The request
Omit the pictures and output every entry below exactly as written.

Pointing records
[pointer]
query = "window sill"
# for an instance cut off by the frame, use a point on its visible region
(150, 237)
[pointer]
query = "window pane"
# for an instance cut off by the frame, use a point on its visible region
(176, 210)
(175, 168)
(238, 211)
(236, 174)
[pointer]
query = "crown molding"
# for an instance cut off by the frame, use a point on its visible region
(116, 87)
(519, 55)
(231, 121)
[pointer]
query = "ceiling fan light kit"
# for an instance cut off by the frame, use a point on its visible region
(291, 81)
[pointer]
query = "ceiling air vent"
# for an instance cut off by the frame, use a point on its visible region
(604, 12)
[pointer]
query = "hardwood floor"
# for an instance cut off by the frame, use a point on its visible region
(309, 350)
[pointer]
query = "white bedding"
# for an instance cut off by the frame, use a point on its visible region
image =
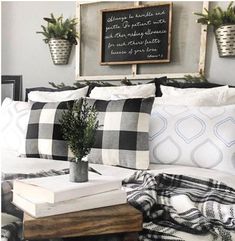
(11, 163)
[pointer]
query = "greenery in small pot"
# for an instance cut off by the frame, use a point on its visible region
(217, 17)
(58, 28)
(79, 124)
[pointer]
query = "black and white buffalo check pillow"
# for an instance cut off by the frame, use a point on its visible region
(44, 138)
(122, 138)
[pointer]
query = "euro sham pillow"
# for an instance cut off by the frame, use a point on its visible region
(193, 136)
(204, 98)
(14, 122)
(66, 95)
(133, 91)
(182, 85)
(122, 138)
(47, 89)
(169, 90)
(44, 138)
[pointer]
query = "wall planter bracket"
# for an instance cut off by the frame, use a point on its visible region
(225, 39)
(60, 51)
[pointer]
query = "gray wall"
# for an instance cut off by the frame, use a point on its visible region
(24, 52)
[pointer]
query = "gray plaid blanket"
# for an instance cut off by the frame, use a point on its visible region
(175, 206)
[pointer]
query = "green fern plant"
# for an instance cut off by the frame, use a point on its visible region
(217, 17)
(79, 124)
(59, 28)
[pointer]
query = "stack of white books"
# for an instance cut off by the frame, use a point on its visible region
(47, 196)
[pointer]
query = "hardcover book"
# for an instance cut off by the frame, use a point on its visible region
(54, 189)
(39, 209)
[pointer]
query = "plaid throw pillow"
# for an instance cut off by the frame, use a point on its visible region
(44, 136)
(122, 138)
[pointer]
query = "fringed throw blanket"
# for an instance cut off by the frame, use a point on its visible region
(176, 207)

Solution
[pointer]
query = "window sill"
# for an instance cut off by the frame, use a point on its visible region
(150, 237)
[pointer]
query = "window pane"
# for an instance cut off by the frame, use a point on its visible region
(176, 210)
(175, 168)
(238, 211)
(236, 174)
[pointer]
query = "crown molding"
# for an instance cut off by the frame, use a point on its visible region
(116, 87)
(519, 55)
(231, 121)
[pointer]
query = "ceiling fan light kit"
# for an instance cut off by the frame, use a point on its visible region
(291, 81)
[pointer]
query = "ceiling air vent"
# for an instance cut off by the frame, use a point on its visible region
(604, 12)
[pointer]
query = "hardwood floor"
# for an instance cut off by the frame, use a point on its visible region
(309, 350)
[pointer]
query = "white bedding"
# for an instance cut off by the frame, use a point on its visible region
image =
(11, 163)
[pointer]
query = "greenery in small pot"
# for an instance cut off by the frame, use a point on its visible region
(217, 17)
(58, 28)
(79, 124)
[pointer]
query = "black and white buffalo check pillow"
# for an instance cut off by the frame, use a point on its visible region
(44, 138)
(122, 138)
[pointer]
query = "euro sham pillow"
# for an instance cut off by the frame, use a point on its visible region
(193, 136)
(204, 98)
(14, 122)
(66, 95)
(133, 91)
(182, 85)
(122, 138)
(47, 89)
(169, 90)
(44, 138)
[pointer]
query = "wall planter bracket"
# for an instance cut off by the frame, use a point on its visible region
(225, 39)
(60, 51)
[pointer]
query = "gray wall"
# for an instance cut off by the frame, use a point on its visible region
(24, 52)
[pointer]
query = "gray plaid blanket"
# for an instance cut off by the frame, use a point on its visible region
(175, 206)
[pointer]
query = "green fern plant"
# for an instance cut off by the frame, use a point on its visible region
(217, 17)
(79, 124)
(59, 28)
[pointer]
query = "stack of white books"
# for an instance cut off by the frame, use a point on its visible region
(47, 196)
[pointer]
query = "hardcover book"
# for an instance cut off by the frame, use a point on its visible region
(54, 189)
(39, 209)
[pointer]
query = "plaid throw pillow"
# for an instance cut off by the frame, use a point on its visible region
(44, 136)
(122, 138)
[pointer]
query = "fringed throw blanket"
# for an instance cut off by the frame, use a point on its visible region
(176, 207)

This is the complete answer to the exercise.